## Passage given
= = = =

I think it’s pretty gullible to treat those different self-reports as representing relevantly different things in the territory. My theory is that the “kinda adversarial” thing that’s happening that the person “can’t explain exactly” is: disagreement unadulterated by social improv games—disagreement with someone who refuses to soften, hedge, or obfuscate their vision of reality in order to maintain a cooperative vibe of mutual respect. It’s annoying and people want to avoid it because it’s less socially rewarding than the improv game.
I think it would be gullible to uncritically assume all self reports of hurt feelings are not covering up some sort of bad behavior. I don’t think that’s what you’re saying, but I’m not actually sure what you’re actually saying. My best guess literal reading of what you wrote is that you’re saying that all these self-reports are more or less always (or usually? or what?) mainly motivated by a kind of coverup for poor reasoning. If you’re saying this, then I probably pretty strongly disagree. It could depend on which people we’re talking about, but I think there are other frequent main reasons for someone to end up with that report, such as the one I sketched in my example.
I think your “go down this rabbit hole where you’re not actually trying to talk about” story could potentially fit the improv game framework, actually? (Briefly: improv performers and people who don’t like adversarial debate try to “Yes, and” each other’s bids to steer the scene, rather than “blocking”, denying the other’s bid.)
Say: I write about my research program which you think is fundamentally flawed. I’m interested in hearing about in-paradigm improvements on my ideas, but not interested in hearing that the whole research program is shot. You ask questions that you think I should be able to answer if my research program were good. I have trouble answering the questions, and get frustrated that you weren’t talking about what I wanted you to talk about. (I wanted you to build on my ideas, not try to destroy them! Whether the research program is good is a separate topic, not what I wanted to talk about!)
Maybe there’s a case that you should have more clearly flagged that you were commenting in an “adversarial” role rather than a “cooperative” one with respect to my research program, so that I could have made the decision to ignore you earlier. But maybe I should stop trying to be so controlling of how other people interact with my ideas? (Maybe you could have been won over on the merits of the program if I had successfully answered your questions, and you couldn’t know until you asked.)
I think your “go down this rabbit hole where you’re not actually trying to talk about” story could potentially fit the improv game framework, actually?
Absolutely not, no. I hope the following can help explain.
you should have more clearly flagged that you were commenting in an “adversarial” role rather than a “cooperative” one with respect to my research program
Yes, IMO this is a much more prosocial pattern and tends to go better for everyone involved. You’re saying this is “controlling”, but again, there’s a simple matter of matching intents. Like a traffic light.
Suppose this happens:
I write a big post that assumes X and goes on to discuss Y. Then you come in and say “It seems like this post assumes X; Is that right? Maybe this is a bit off topic / off of your interests, but I think that X is false, and I think this affects/invalidates your conclusions about Y in reality.”.

= = = =

## Raw data
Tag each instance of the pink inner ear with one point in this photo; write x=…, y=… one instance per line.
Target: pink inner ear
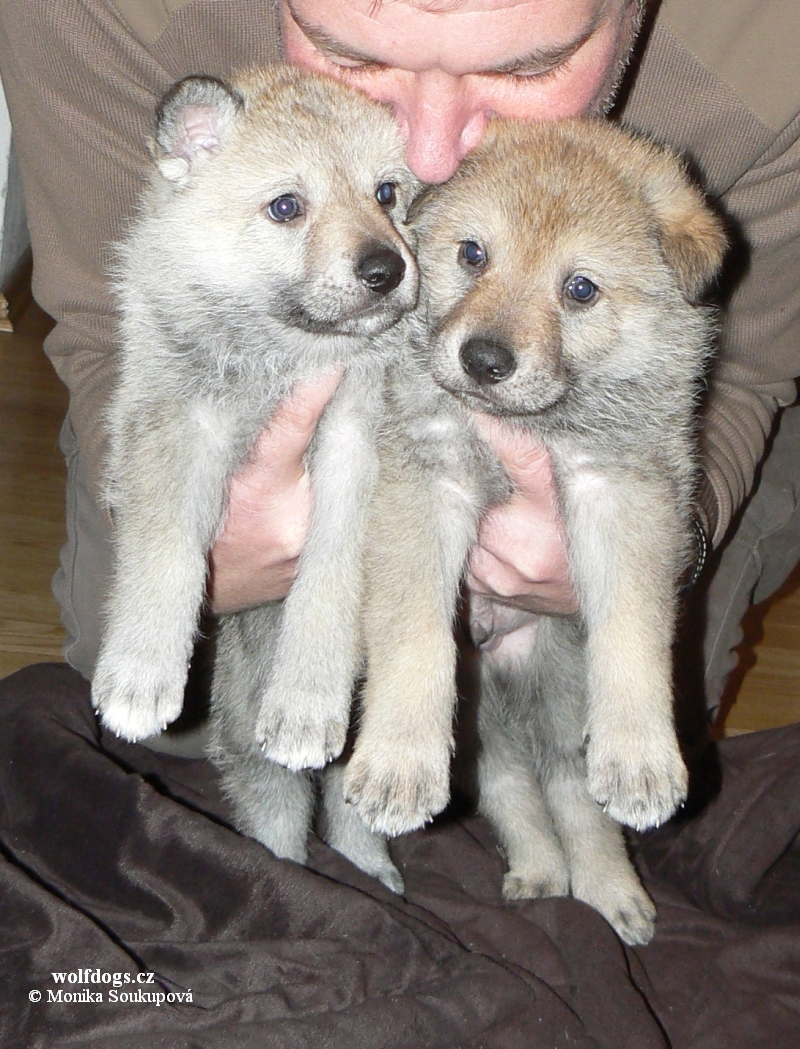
x=198, y=131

= = = =

## Objective
Please continue the passage on disagreement and the improv game, picking up after its final sentence.

## Result
Now, I could be annoyed or something that I’m not getting the engagement I want, or annoyed that you’re getting more attention, or something. But I think in this case that annoyance is probably largely my problem, or possibly a problem with the local discourse [i.e. collective user behavior] (e.g. because it’s not able to allocate its cognitive resources properly). It’s a perfectly valid way for you to engage in discourse in a public forum; it’s interesting + relevant to discuss whether X is true, whether it affects my conclusions about Y, and whether my post does assume X.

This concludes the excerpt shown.